*** Opening of Available records ***

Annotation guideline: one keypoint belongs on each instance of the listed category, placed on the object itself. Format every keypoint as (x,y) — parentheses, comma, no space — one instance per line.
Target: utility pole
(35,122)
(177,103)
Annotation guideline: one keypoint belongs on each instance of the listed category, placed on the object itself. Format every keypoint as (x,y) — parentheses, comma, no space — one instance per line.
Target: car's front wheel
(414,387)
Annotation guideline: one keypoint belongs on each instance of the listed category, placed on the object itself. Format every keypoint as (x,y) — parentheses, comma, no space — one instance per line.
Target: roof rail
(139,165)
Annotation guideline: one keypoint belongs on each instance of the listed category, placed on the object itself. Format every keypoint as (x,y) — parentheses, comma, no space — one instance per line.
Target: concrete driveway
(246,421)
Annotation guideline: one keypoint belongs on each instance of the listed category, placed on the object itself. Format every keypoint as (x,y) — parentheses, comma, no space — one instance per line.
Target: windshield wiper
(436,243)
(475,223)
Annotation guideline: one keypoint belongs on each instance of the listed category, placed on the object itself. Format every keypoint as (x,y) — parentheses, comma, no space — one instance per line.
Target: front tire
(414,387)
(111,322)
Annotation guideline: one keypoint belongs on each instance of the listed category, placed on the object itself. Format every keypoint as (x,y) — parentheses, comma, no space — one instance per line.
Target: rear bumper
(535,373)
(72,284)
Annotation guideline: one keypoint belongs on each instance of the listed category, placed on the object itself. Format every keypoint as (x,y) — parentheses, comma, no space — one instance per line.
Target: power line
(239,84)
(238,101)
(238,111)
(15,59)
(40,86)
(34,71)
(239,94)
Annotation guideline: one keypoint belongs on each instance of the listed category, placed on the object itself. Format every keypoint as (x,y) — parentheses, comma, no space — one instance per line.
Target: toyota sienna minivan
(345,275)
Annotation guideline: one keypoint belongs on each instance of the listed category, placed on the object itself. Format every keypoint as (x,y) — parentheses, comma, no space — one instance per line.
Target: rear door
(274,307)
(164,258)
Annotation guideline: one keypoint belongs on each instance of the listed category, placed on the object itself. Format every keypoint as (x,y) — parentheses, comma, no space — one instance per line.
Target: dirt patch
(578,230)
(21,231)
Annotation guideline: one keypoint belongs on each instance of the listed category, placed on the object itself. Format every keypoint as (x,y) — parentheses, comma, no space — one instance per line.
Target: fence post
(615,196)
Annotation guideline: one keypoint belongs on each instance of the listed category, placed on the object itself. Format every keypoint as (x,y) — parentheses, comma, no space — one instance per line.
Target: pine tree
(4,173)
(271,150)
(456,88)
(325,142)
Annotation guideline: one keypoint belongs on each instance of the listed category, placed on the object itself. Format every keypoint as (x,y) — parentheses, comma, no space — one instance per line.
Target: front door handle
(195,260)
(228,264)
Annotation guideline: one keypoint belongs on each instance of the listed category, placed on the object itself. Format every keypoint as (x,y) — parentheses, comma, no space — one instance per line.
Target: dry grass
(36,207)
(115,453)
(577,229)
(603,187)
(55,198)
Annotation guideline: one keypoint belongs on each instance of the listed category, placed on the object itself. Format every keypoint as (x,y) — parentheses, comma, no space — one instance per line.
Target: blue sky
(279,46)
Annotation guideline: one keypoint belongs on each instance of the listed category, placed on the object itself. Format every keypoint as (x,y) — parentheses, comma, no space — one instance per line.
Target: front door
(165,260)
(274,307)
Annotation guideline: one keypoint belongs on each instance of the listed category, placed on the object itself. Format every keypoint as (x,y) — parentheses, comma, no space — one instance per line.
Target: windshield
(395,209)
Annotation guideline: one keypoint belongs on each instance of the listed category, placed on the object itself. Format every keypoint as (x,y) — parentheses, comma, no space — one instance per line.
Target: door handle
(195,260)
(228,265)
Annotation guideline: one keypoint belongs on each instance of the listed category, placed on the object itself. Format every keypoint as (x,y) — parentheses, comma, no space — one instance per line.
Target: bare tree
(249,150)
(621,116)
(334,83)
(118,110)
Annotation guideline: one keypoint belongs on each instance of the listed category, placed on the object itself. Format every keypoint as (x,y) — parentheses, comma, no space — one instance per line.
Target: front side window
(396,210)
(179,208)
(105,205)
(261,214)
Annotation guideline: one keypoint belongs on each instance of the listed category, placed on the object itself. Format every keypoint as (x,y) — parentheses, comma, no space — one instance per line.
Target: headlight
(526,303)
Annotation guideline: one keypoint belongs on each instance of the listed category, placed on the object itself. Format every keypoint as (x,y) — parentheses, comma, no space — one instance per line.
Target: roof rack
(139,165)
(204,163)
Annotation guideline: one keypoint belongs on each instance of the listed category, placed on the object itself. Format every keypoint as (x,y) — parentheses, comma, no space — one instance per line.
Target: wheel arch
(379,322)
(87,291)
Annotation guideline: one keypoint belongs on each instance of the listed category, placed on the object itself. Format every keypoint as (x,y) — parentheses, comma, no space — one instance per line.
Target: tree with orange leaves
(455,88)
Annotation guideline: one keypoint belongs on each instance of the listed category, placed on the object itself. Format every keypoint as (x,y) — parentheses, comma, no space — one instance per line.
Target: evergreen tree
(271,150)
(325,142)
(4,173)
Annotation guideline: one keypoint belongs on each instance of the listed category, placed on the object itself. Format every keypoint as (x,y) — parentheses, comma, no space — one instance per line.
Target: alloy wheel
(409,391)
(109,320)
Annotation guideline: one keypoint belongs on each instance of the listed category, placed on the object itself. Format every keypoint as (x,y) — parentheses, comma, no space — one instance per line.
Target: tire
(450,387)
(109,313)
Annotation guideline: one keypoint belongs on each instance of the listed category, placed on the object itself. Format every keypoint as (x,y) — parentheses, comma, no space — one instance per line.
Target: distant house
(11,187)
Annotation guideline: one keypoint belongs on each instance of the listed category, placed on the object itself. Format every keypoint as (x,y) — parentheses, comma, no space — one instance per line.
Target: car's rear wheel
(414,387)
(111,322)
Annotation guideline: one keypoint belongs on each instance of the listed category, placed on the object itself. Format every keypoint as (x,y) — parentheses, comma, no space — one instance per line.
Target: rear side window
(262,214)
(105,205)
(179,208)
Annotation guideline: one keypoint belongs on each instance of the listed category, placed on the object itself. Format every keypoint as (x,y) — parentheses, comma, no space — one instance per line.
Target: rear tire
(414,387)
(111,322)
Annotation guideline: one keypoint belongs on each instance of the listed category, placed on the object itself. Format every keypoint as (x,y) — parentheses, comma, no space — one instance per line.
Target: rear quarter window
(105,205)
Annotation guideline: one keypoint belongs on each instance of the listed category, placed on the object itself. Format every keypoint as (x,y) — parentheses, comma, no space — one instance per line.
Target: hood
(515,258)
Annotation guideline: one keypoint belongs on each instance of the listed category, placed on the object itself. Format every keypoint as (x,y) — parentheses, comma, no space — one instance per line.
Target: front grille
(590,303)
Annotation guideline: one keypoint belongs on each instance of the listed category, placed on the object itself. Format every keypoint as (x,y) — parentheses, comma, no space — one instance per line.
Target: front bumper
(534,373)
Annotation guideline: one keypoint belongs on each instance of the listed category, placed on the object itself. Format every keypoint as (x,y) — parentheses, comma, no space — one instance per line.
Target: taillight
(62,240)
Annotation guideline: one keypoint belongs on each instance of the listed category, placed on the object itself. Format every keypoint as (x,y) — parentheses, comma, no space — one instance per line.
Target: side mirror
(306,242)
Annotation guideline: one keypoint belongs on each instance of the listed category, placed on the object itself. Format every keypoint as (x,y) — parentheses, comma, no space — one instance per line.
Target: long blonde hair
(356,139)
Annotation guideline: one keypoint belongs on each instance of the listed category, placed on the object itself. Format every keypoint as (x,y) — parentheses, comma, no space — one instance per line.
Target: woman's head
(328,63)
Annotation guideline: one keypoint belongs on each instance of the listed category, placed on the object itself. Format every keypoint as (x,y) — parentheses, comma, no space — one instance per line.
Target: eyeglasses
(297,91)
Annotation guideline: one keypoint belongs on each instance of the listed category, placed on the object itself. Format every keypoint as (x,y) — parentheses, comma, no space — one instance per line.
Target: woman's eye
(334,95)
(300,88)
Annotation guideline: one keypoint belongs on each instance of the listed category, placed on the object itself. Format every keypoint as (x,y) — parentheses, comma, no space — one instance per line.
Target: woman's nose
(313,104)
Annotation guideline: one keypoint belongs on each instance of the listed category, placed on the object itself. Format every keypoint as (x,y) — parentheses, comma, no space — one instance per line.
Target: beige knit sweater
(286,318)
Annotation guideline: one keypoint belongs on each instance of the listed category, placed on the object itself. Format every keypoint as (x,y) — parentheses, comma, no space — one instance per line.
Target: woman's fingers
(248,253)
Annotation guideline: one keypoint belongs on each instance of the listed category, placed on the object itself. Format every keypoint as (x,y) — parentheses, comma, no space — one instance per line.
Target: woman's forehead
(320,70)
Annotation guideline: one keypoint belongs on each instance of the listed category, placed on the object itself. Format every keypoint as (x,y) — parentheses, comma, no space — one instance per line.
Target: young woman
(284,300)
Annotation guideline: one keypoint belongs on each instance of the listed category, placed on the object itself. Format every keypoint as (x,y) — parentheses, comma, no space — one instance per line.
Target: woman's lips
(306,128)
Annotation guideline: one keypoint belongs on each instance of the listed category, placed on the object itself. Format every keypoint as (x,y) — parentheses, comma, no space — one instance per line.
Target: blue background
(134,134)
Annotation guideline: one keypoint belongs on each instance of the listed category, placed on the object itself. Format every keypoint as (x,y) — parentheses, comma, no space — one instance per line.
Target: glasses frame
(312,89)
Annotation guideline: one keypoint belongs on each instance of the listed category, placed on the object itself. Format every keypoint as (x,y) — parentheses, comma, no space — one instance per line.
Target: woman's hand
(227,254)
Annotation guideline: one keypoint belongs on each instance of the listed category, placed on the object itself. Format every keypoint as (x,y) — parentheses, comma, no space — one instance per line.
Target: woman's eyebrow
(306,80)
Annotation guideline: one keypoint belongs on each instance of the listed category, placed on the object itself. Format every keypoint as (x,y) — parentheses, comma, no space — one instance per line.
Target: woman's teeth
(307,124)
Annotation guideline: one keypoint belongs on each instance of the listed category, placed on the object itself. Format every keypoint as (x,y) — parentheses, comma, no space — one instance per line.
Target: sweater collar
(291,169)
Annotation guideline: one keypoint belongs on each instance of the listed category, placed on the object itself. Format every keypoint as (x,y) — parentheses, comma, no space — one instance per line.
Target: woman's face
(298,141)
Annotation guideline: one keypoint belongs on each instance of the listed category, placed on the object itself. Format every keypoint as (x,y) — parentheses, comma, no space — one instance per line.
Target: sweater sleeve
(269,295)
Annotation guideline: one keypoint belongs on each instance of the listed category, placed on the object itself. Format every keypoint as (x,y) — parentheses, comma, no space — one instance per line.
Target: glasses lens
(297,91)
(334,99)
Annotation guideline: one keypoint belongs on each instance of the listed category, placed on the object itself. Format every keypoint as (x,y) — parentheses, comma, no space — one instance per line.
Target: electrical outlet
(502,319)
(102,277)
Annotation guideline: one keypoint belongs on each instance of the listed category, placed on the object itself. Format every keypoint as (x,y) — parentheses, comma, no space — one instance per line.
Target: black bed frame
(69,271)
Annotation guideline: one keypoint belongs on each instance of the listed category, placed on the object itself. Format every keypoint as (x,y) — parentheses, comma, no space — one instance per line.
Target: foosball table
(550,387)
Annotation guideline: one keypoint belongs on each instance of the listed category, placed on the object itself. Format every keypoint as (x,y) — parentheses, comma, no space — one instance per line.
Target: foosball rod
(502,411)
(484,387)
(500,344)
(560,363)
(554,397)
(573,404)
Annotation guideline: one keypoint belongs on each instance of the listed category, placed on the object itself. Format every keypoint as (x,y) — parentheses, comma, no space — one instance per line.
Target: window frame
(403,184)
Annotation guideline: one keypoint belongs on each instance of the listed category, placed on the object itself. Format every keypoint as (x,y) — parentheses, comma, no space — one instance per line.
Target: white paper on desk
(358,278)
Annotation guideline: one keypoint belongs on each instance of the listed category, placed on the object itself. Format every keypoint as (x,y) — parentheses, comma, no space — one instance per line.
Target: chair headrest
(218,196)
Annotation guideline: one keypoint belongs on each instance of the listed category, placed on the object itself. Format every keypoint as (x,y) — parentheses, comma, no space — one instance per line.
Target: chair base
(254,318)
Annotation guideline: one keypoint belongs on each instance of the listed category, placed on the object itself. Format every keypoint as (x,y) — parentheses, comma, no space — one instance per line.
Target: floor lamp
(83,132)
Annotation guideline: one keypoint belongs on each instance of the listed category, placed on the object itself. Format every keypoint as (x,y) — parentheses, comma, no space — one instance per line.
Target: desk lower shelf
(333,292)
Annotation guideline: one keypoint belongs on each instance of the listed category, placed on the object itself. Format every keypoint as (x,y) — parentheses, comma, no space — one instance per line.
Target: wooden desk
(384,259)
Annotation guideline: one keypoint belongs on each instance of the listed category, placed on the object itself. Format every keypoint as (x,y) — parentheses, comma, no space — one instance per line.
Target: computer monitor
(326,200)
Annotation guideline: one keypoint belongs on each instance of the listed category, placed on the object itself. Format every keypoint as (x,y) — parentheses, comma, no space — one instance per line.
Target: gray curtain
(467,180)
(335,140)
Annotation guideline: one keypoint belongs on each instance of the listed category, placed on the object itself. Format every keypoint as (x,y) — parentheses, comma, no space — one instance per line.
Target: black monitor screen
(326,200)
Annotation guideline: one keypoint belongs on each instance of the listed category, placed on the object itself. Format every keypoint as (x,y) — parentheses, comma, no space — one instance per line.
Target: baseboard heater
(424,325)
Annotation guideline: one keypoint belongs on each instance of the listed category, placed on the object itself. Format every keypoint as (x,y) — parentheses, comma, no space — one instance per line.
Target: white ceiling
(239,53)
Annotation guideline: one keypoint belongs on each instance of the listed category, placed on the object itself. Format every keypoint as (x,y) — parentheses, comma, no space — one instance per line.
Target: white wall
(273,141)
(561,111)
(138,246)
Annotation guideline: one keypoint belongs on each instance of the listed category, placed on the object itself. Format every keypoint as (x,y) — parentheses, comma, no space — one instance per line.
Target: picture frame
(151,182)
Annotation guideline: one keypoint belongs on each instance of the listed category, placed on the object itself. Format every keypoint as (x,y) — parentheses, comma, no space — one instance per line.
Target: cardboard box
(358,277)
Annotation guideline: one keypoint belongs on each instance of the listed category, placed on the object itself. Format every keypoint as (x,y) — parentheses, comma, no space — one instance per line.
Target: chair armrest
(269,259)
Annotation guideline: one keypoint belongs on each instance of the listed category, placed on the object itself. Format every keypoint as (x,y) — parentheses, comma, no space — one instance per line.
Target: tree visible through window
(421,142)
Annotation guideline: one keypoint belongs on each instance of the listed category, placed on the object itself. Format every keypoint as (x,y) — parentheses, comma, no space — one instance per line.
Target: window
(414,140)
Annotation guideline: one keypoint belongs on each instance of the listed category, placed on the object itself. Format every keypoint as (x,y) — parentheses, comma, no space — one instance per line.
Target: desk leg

*** Close of Available records ***

## Problem to solve
Nothing but the lines from the one that contains "Target: chair armrest" through the end of the data above should appear, each reproduced exactly.

## Output below
Target: chair armrest
(269,259)
Annotation guideline: one keypoint belongs on each instance of the listed category, placed on the object itself. Format every keypoint as (x,y) — parentheses, comma, no space — one instance per line.
Target: tree visible through window
(421,142)
Annotation guideline: one keypoint belongs on each instance of the listed category, placed on the object itself. Format every keypoint as (x,y) — parentheses, comma, no space — one instance per line.
Target: window
(414,140)
Annotation guideline: one keypoint belongs on each instance of the listed category, placed on the object itself. Format every keypoint as (x,y) — parentheses, comma, no space — one instance per line.
Target: desk leg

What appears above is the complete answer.